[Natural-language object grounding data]

════════════════════

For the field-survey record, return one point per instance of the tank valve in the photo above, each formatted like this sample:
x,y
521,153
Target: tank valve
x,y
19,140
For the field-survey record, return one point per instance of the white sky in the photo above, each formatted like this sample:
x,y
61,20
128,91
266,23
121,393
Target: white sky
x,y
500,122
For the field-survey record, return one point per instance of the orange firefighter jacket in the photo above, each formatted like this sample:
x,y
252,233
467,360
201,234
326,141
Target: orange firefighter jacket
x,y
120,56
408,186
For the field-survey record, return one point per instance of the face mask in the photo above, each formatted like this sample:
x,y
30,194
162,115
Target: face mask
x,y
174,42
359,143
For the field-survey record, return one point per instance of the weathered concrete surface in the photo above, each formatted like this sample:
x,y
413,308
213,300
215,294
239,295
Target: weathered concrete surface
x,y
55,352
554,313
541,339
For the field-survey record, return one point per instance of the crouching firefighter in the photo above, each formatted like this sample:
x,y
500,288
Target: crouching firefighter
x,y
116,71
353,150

════════════════════

WORK TO COMPLETE:
All entries are to be retyped with no difference from the original.

RESPONSE AREA:
For the field-survey record, return one point per instance of the tank valve in the photo above, each formatted like this sample:
x,y
521,153
Target: tank valve
x,y
19,140
For the field-survey record, return one point per instance of the white sky in the photo above, each formatted like this sample:
x,y
61,20
128,91
266,23
121,393
Target: white sky
x,y
500,122
For the field-survey record, return one point per instance of the orange firefighter jacket in the photo above, each formatted like this sample:
x,y
252,233
467,360
201,234
326,141
Target: orange firefighter jacket
x,y
120,56
408,186
For the field-survey record, return one point per instance of the face mask in the photo above, each formatted like this sample:
x,y
30,194
162,115
Target: face mask
x,y
174,42
359,143
For the field-survey record, return one point per instance of the weathered concrete surface in the photo above, each formatted like this sample:
x,y
413,308
213,300
215,294
239,295
Target: weathered concrete surface
x,y
55,352
554,313
541,339
For the field-survey record, return one point per instance of the crouching firefighter in the photo above, each formatted like this sample:
x,y
500,288
Target: crouching firefighter
x,y
116,71
353,150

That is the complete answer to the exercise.